• [Given entries]:
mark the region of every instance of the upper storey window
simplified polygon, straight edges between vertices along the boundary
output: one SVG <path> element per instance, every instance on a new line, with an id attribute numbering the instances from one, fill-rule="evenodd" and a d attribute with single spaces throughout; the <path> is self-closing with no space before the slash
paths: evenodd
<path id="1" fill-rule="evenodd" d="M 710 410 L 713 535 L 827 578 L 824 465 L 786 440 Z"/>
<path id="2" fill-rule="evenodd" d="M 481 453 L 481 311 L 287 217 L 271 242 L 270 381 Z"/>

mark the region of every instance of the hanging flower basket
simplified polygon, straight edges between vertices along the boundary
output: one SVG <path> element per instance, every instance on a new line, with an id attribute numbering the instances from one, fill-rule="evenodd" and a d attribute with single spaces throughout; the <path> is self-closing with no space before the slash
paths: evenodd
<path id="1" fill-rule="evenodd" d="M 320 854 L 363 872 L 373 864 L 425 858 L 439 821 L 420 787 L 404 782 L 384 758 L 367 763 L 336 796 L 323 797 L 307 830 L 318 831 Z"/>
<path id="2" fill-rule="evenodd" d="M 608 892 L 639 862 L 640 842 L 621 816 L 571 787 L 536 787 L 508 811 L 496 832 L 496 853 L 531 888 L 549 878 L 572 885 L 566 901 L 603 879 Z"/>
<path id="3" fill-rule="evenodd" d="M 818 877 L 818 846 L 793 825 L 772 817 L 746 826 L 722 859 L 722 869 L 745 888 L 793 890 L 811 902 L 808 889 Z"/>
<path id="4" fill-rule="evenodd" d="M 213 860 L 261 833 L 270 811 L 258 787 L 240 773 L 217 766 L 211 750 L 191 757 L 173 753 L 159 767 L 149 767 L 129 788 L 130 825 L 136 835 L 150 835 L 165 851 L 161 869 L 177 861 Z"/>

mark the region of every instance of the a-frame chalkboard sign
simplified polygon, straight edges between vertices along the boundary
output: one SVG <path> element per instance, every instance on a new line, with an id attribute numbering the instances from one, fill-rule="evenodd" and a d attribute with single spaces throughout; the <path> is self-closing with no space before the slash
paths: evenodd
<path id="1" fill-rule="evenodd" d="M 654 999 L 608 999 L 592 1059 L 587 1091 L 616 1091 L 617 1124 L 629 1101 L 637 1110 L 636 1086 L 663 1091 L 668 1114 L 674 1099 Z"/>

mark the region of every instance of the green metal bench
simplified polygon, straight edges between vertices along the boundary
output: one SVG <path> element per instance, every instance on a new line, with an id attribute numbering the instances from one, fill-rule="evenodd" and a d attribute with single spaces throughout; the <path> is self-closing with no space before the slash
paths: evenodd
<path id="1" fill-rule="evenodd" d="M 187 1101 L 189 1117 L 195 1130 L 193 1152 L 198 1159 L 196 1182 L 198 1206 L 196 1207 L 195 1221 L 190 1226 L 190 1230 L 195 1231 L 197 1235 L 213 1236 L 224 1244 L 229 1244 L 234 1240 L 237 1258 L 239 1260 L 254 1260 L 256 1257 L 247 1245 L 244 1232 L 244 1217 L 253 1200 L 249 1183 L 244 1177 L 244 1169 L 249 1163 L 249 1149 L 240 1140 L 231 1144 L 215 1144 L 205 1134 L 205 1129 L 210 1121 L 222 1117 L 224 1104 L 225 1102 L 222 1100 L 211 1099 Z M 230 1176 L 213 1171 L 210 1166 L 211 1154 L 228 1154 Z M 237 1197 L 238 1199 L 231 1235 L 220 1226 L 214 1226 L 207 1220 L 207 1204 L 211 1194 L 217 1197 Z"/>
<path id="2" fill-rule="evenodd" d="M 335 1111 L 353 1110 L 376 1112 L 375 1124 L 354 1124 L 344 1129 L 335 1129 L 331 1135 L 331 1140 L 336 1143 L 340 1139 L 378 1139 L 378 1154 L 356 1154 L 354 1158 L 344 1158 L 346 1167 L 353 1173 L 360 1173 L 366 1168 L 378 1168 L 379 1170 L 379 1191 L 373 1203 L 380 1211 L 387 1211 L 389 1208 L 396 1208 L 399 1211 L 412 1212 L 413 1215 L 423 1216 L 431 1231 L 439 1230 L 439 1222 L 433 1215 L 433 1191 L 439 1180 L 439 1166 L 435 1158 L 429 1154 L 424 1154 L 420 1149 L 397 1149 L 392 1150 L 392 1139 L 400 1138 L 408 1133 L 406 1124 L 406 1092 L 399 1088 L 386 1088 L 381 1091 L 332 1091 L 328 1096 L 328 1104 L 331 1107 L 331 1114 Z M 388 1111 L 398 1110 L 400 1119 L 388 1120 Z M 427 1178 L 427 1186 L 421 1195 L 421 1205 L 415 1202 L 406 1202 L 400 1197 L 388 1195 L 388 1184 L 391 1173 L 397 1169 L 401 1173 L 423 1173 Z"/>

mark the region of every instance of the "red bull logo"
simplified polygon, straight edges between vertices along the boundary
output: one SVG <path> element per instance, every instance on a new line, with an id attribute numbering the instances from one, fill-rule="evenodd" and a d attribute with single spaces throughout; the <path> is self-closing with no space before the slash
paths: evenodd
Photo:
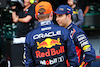
<path id="1" fill-rule="evenodd" d="M 47 49 L 46 52 L 41 52 L 41 51 L 35 51 L 36 58 L 41 58 L 41 57 L 49 57 L 49 56 L 54 56 L 54 55 L 59 55 L 61 53 L 64 53 L 64 46 L 60 46 L 59 49 L 51 48 Z"/>
<path id="2" fill-rule="evenodd" d="M 42 47 L 43 48 L 51 48 L 52 46 L 55 46 L 55 45 L 61 45 L 60 38 L 57 38 L 57 40 L 47 38 L 44 41 L 42 41 L 41 43 L 37 42 L 37 46 L 38 46 L 37 49 L 40 49 Z"/>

• [What is required]:
The entries above are to be copied exactly, with every picture left out.

• [Answer box]:
mark the region of every instance of the upper storey window
simplified polygon, straight edges between vertices along the boundary
output: one SVG <path> element per instance, every instance on a new line, with an id attribute numbering the instances from one, fill-rule="evenodd" and a d attribute with single spaces throughout; the <path> is self-closing with no space before the slash
paths: evenodd
<path id="1" fill-rule="evenodd" d="M 710 410 L 713 535 L 827 578 L 824 465 L 786 440 Z"/>
<path id="2" fill-rule="evenodd" d="M 481 453 L 481 311 L 287 217 L 271 242 L 270 381 Z"/>

mark the region of every instance of the hanging flower basket
simplified polygon, straight edges between vertices along the boundary
output: one SVG <path> element per instance, every instance on a new line, with an id attribute numbering the instances from one, fill-rule="evenodd" and a d attribute with single spaces throughout; the <path> is self-closing with no space before the slash
paths: evenodd
<path id="1" fill-rule="evenodd" d="M 320 854 L 363 872 L 373 864 L 425 858 L 439 821 L 420 787 L 404 782 L 384 758 L 367 763 L 336 796 L 323 797 L 307 830 L 318 831 Z"/>
<path id="2" fill-rule="evenodd" d="M 608 892 L 639 862 L 640 842 L 621 816 L 571 787 L 536 787 L 508 811 L 496 832 L 496 853 L 531 888 L 549 878 L 572 885 L 566 901 L 603 879 Z"/>
<path id="3" fill-rule="evenodd" d="M 818 877 L 818 846 L 793 825 L 772 817 L 746 826 L 722 859 L 722 869 L 745 888 L 793 890 L 811 902 L 808 889 Z"/>
<path id="4" fill-rule="evenodd" d="M 213 860 L 261 833 L 270 811 L 258 787 L 240 773 L 217 766 L 211 750 L 191 757 L 173 753 L 159 767 L 149 767 L 129 788 L 130 825 L 136 835 L 150 835 L 165 851 L 161 869 L 177 861 Z"/>

mark the region of every instance of the a-frame chalkboard sign
simplified polygon, straight edges between vertices along the boundary
output: one SVG <path> element per instance, every instance on a new line, with an id attribute numbering the instances from one, fill-rule="evenodd" and a d attribute with single spaces throughout; the <path> is self-closing with no space before the slash
paths: evenodd
<path id="1" fill-rule="evenodd" d="M 654 999 L 608 999 L 592 1059 L 587 1091 L 616 1091 L 617 1124 L 629 1101 L 637 1110 L 636 1086 L 663 1091 L 668 1114 L 674 1099 Z"/>

mark the region of every instance of the green metal bench
simplified polygon, straight edges between vertices along the boundary
output: one SVG <path> element per instance, every instance on a new line, with an id attribute numbering the instances from one, fill-rule="evenodd" and a d attribute with single spaces throughout; the <path> is self-closing with no space before the slash
paths: evenodd
<path id="1" fill-rule="evenodd" d="M 187 1101 L 189 1117 L 195 1130 L 193 1152 L 198 1159 L 196 1182 L 198 1206 L 196 1207 L 195 1221 L 190 1226 L 190 1230 L 195 1231 L 197 1235 L 213 1236 L 224 1244 L 229 1244 L 234 1240 L 237 1258 L 239 1260 L 254 1260 L 256 1257 L 247 1245 L 244 1232 L 244 1217 L 253 1200 L 249 1183 L 244 1177 L 244 1169 L 249 1163 L 249 1149 L 240 1140 L 231 1144 L 215 1144 L 205 1134 L 205 1129 L 210 1121 L 222 1117 L 224 1104 L 225 1102 L 222 1100 L 211 1099 Z M 230 1176 L 213 1171 L 210 1166 L 211 1154 L 228 1154 Z M 237 1197 L 238 1199 L 231 1235 L 220 1226 L 214 1226 L 207 1220 L 207 1204 L 211 1194 L 217 1197 Z"/>
<path id="2" fill-rule="evenodd" d="M 335 1111 L 353 1110 L 376 1112 L 375 1124 L 354 1124 L 344 1129 L 335 1129 L 331 1135 L 331 1140 L 336 1143 L 340 1139 L 378 1139 L 378 1154 L 356 1154 L 354 1158 L 344 1158 L 346 1167 L 353 1173 L 360 1173 L 366 1168 L 378 1168 L 379 1170 L 379 1191 L 373 1203 L 380 1211 L 387 1211 L 389 1208 L 396 1208 L 399 1211 L 412 1212 L 413 1215 L 423 1216 L 431 1231 L 439 1230 L 439 1222 L 433 1215 L 433 1191 L 439 1180 L 439 1166 L 435 1158 L 429 1154 L 424 1154 L 420 1149 L 397 1149 L 392 1150 L 392 1139 L 400 1138 L 408 1133 L 406 1124 L 406 1092 L 399 1088 L 386 1088 L 381 1091 L 332 1091 L 328 1096 L 328 1104 L 331 1107 L 331 1114 Z M 388 1111 L 398 1110 L 400 1119 L 388 1120 Z M 427 1178 L 427 1186 L 421 1195 L 421 1205 L 415 1202 L 406 1202 L 400 1197 L 388 1195 L 388 1184 L 391 1173 L 397 1169 L 401 1173 L 423 1173 Z"/>

mark the region of every instance of the "red bull logo"
simplified polygon, straight edges between vertices along the boundary
output: one SVG <path> element per instance, every instance on a new line, with an id attribute numbering the instances from one, fill-rule="evenodd" and a d attribute with single spaces throughout; the <path> is self-closing with no space before the slash
paths: evenodd
Photo:
<path id="1" fill-rule="evenodd" d="M 47 49 L 46 52 L 41 52 L 41 51 L 35 51 L 36 58 L 41 58 L 41 57 L 49 57 L 49 56 L 54 56 L 54 55 L 59 55 L 61 53 L 64 53 L 64 46 L 60 46 L 59 49 L 51 48 Z"/>
<path id="2" fill-rule="evenodd" d="M 42 47 L 43 48 L 51 48 L 52 46 L 55 46 L 55 45 L 61 45 L 60 38 L 57 38 L 57 40 L 47 38 L 44 41 L 42 41 L 41 43 L 37 42 L 37 46 L 38 46 L 37 49 L 40 49 Z"/>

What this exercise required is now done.